What is expected — Can you return, unchanged, the stretch of the dataset entries below that opens with the line containing "Target: garden bed with plants" and closes with the line containing "(1207, 527)", keeping both of those lines and nothing else?

---- Records for this task

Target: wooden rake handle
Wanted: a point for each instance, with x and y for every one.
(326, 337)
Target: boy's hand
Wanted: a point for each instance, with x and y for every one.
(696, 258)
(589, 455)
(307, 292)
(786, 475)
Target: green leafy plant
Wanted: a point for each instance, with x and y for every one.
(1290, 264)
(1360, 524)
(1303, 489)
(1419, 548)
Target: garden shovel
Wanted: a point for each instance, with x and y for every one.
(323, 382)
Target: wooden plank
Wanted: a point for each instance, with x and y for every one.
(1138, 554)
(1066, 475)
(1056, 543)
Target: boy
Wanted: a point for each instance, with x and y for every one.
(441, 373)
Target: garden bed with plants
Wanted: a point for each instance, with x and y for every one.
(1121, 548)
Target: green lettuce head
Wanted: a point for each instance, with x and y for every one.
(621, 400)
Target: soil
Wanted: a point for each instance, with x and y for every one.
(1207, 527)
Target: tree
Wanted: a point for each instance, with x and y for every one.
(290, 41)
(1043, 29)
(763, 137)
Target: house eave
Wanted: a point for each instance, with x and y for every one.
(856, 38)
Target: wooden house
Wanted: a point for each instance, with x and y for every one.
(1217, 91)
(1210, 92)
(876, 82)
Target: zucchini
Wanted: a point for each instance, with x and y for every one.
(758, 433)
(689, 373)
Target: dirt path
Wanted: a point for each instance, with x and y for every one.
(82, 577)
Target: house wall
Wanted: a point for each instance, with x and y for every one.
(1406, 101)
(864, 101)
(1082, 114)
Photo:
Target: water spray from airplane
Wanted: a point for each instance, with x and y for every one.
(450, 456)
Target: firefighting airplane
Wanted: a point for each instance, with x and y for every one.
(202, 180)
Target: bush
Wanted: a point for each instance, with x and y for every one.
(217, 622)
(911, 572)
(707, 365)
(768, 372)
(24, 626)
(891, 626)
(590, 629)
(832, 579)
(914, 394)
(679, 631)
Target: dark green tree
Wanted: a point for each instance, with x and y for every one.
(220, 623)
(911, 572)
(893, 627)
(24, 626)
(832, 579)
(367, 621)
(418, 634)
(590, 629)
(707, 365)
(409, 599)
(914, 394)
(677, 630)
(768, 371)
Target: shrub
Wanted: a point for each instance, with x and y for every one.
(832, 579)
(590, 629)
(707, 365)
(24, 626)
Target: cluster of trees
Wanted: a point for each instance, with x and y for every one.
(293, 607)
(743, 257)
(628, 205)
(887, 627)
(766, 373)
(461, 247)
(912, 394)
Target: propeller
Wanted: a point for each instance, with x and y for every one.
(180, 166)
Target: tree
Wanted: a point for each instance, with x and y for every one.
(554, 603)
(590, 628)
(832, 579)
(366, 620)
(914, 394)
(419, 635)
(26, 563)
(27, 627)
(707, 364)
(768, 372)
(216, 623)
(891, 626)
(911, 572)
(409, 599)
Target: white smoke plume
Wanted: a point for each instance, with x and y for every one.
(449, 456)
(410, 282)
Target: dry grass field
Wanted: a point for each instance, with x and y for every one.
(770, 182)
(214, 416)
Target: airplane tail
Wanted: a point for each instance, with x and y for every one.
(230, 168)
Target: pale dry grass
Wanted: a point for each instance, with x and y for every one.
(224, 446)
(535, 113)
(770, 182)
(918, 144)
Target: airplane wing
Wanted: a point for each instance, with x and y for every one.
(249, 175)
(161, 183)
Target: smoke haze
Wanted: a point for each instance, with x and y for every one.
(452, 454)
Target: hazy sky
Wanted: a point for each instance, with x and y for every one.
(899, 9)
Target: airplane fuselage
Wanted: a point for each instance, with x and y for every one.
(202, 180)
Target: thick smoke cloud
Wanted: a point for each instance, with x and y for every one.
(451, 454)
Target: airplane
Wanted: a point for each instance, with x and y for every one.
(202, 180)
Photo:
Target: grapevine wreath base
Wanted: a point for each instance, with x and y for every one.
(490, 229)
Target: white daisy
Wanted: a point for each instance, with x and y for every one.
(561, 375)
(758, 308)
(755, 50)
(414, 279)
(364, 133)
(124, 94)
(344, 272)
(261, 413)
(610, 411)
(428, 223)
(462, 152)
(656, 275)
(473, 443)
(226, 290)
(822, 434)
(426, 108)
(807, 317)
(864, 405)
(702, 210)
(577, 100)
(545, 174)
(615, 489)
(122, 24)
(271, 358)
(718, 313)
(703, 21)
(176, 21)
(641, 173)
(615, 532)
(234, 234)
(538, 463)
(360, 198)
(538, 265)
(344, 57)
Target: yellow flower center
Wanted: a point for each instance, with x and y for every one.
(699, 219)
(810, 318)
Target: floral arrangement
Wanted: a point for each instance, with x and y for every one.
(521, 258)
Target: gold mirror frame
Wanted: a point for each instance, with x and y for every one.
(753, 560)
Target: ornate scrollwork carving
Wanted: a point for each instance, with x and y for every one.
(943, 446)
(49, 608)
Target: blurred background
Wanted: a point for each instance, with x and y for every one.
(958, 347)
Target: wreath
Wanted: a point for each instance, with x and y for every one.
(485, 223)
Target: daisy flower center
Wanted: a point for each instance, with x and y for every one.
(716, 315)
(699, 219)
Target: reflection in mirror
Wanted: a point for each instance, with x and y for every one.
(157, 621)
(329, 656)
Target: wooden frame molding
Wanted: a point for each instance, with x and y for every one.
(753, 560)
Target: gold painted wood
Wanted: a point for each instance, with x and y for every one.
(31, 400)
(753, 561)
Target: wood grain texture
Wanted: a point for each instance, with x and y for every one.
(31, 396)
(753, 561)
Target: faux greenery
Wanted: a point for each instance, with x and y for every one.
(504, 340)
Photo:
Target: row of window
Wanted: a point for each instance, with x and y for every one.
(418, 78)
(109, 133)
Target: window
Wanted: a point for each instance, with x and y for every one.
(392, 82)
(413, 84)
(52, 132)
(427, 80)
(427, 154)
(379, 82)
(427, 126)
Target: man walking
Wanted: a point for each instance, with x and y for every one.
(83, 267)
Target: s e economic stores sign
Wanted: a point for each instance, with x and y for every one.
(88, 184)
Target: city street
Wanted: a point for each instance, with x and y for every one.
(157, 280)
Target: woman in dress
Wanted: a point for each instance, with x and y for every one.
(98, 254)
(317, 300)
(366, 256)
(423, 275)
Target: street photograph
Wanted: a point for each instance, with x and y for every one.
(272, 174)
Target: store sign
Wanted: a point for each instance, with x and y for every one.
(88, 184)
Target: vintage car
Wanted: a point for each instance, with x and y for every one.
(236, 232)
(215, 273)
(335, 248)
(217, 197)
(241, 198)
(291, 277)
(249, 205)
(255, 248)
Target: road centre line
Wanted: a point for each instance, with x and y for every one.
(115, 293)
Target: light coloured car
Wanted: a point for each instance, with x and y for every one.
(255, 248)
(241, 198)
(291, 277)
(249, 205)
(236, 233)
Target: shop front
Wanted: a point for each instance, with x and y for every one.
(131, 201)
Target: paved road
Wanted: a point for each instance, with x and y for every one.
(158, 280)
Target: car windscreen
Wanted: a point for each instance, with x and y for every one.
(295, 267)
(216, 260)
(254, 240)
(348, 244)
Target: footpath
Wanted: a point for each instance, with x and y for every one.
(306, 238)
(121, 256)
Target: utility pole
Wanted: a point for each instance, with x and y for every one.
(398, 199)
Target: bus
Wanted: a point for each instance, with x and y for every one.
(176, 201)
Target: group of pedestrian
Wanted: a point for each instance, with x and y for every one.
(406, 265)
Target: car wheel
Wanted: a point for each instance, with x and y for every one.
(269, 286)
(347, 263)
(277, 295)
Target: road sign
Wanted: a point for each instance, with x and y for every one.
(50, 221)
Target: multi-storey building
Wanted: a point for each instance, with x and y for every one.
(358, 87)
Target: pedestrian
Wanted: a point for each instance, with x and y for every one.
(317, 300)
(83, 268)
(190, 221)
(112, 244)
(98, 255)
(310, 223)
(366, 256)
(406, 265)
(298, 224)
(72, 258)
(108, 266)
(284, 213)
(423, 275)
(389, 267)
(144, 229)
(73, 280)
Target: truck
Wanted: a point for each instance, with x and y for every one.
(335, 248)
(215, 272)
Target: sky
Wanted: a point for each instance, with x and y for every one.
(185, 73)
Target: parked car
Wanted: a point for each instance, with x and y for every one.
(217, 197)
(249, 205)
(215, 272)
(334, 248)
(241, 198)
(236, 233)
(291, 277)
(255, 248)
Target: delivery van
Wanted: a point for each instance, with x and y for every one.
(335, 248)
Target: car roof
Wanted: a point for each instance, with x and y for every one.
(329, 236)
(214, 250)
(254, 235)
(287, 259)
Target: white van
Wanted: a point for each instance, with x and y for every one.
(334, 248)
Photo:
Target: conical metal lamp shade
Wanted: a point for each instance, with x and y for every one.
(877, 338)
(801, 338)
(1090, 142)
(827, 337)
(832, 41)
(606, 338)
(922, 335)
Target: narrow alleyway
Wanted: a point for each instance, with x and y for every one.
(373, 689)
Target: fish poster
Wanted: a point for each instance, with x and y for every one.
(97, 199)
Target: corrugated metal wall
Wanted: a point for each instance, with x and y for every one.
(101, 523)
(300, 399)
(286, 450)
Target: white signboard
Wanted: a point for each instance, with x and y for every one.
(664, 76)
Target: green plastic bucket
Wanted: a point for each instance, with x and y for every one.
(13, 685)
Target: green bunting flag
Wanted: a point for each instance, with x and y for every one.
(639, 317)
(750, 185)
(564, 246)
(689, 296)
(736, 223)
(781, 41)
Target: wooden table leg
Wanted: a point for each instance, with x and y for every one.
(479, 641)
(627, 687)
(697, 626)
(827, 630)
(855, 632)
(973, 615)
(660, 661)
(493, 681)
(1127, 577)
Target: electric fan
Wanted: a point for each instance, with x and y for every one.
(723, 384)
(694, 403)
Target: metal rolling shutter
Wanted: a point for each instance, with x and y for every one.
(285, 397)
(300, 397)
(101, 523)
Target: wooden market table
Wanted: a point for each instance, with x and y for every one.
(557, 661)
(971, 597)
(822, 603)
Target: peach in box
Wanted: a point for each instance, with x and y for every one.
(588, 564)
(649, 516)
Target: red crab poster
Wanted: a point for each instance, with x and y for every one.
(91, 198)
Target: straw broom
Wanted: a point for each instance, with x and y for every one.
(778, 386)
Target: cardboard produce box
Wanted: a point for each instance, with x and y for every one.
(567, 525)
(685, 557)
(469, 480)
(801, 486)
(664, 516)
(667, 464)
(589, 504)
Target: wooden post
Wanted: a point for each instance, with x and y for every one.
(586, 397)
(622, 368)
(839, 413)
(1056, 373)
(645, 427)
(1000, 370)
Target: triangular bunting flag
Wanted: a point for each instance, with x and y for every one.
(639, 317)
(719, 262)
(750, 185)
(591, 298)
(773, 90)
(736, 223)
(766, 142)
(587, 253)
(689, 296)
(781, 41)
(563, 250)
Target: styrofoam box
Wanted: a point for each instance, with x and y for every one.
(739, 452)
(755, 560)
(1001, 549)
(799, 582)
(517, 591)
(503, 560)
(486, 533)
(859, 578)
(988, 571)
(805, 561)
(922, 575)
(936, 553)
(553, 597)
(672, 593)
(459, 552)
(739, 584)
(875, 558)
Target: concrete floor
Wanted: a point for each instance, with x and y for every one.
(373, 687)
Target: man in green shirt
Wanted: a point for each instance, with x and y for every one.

--------

Worked answer —
Target: garden bed with plants
Wanted: a point for each instance, with x and y for every one.
(1121, 548)
Target: green lettuce head
Wanted: a point for each instance, with x and y for every one.
(621, 400)
Target: soil
Wanted: a point for each instance, with x and y for every one.
(1207, 527)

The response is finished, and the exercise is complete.